Aim: Report each line in the listing below that contains the word "shoulder".

## Begin

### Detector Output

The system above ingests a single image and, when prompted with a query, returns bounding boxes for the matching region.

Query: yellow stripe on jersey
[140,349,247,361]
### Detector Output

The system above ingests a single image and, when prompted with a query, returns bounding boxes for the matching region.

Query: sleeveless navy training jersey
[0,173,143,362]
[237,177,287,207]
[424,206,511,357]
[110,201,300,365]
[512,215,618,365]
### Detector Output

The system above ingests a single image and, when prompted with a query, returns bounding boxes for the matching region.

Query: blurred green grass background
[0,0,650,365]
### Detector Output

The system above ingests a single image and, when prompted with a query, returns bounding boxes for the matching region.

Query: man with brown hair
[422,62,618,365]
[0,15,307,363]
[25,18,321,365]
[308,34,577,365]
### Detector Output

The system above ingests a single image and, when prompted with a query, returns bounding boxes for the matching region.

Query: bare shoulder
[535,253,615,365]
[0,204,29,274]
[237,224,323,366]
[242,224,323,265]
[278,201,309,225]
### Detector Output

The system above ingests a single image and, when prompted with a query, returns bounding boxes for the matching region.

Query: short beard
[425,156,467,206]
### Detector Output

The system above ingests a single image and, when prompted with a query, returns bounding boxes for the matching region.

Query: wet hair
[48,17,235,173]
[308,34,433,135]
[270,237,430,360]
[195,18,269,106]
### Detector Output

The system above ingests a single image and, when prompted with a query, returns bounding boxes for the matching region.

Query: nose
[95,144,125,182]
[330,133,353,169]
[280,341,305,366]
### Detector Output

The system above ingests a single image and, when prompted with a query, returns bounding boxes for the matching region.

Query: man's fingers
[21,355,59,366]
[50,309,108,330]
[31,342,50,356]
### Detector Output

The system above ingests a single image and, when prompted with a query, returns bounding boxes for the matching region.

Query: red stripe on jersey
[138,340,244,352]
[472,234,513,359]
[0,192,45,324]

## End
## Begin

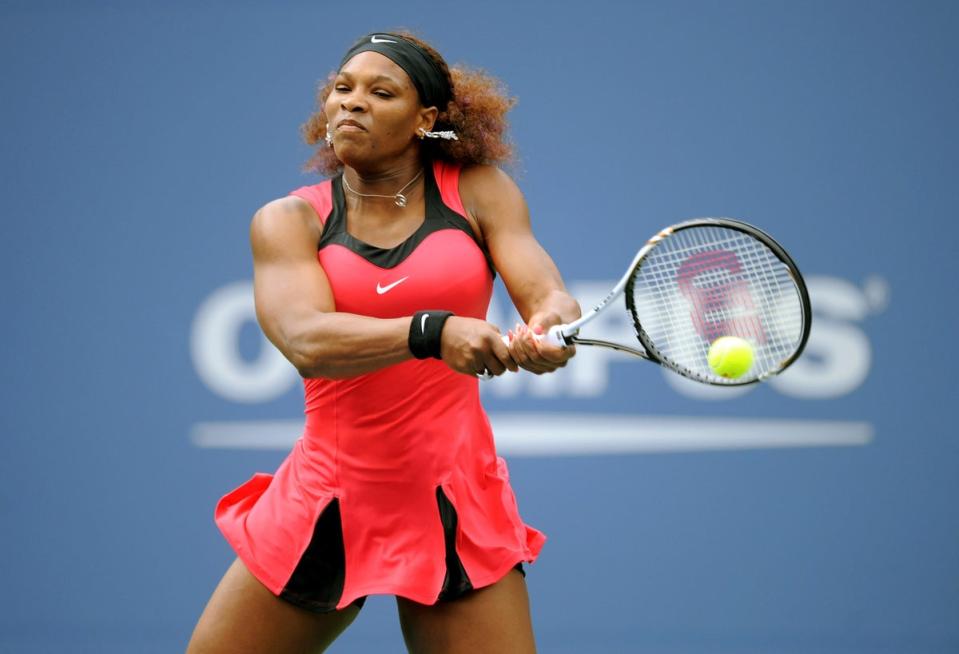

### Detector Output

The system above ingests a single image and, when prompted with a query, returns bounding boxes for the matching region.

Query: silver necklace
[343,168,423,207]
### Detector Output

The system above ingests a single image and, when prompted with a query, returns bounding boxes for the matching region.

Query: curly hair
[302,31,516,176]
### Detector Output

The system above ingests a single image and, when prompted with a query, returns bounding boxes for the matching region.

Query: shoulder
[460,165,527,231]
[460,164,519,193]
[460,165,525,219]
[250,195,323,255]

## End

Result:
Query: bare shoulder
Query: shoulder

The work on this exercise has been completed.